> **PROBLEM REQUIREMENTS**: Return only the lines starting at the line that contains "stand as a single point per instance." and ending with the final line of the listing; include both endpoints.
── RECORD EXTRACTS
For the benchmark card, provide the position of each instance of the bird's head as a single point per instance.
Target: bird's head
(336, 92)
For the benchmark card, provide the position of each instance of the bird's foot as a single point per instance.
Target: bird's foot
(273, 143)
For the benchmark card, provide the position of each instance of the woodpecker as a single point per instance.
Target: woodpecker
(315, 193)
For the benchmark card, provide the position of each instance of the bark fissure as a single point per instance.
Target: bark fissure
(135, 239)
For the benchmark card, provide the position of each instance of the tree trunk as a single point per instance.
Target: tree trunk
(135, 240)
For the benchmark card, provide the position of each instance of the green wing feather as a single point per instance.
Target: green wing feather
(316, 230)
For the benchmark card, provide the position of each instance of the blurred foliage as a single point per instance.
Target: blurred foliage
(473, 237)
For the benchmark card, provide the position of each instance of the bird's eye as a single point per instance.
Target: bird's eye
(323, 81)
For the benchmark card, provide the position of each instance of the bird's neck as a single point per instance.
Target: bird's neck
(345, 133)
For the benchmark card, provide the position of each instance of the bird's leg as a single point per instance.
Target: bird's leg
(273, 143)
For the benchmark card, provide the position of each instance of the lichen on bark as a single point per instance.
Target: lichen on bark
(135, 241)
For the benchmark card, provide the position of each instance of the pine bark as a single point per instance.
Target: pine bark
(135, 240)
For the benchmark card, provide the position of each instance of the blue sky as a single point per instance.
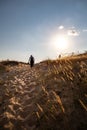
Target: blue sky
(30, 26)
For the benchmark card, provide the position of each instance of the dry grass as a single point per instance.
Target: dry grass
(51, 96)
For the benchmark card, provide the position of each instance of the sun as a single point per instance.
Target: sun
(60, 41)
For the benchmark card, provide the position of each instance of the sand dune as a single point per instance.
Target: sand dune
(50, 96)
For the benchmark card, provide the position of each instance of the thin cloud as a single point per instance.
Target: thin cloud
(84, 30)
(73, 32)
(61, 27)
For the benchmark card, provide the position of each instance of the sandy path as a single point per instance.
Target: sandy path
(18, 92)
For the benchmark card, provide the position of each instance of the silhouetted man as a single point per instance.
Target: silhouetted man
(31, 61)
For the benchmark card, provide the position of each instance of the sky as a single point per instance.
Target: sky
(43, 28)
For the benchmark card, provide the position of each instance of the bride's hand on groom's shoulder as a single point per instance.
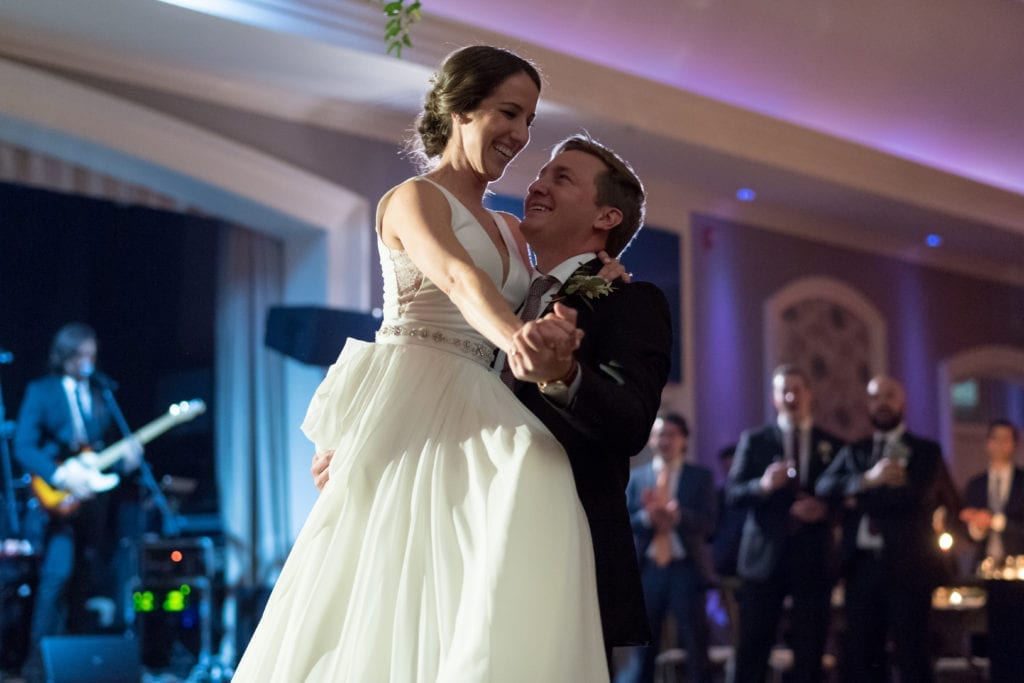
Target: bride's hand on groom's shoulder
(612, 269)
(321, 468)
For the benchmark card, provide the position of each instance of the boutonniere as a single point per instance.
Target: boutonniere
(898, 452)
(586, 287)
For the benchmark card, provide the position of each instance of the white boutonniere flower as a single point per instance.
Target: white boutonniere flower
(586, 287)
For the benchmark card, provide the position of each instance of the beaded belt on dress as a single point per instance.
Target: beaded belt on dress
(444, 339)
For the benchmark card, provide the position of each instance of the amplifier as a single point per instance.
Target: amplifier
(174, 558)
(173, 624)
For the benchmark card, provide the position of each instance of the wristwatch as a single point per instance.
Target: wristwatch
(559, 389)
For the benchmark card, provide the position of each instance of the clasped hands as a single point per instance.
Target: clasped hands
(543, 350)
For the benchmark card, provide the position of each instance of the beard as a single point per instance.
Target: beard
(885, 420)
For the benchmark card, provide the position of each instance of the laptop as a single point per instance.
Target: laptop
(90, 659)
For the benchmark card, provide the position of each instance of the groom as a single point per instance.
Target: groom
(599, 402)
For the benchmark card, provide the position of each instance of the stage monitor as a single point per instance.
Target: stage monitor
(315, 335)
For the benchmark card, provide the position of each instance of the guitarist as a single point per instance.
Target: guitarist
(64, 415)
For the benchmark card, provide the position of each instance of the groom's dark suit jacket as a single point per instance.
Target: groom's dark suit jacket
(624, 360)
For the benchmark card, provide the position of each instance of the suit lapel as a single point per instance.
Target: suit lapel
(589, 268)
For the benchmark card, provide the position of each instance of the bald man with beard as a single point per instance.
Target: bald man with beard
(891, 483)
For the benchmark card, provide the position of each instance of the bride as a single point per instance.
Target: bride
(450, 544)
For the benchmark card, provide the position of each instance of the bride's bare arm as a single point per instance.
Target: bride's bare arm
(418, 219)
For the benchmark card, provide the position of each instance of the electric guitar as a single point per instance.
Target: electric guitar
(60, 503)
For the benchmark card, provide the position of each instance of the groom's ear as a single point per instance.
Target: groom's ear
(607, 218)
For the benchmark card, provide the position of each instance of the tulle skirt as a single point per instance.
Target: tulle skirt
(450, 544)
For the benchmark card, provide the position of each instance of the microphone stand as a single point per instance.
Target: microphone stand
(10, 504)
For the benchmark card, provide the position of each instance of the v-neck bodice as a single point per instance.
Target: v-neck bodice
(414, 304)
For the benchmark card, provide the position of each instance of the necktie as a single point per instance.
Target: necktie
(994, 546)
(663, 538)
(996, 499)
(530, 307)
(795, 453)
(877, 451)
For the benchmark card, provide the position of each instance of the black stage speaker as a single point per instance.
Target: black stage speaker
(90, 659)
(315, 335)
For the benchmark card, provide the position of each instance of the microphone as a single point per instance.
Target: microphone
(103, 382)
────
> **THE SOLUTION**:
For the benchmark card, provide the position of each instance of the microphone stand as a single point per instance.
Target: microphone stand
(10, 504)
For the benchmark card, provide the position of each instance of the v-neck bodice as a single point per instance.
Target: v-neck bodice
(414, 304)
For the benchmark card, provide the position of each instance of the necktie as a single point per instance.
Target: necktie
(994, 546)
(663, 538)
(996, 499)
(530, 307)
(795, 453)
(877, 451)
For the benchmark card, provide the position of each instance of the black stage speaker as a single point per instance.
Target: black stage speaker
(90, 659)
(315, 335)
For the benchmark card, provide the position of each instance of the microphone as a single point per instance.
Target: microphone
(103, 382)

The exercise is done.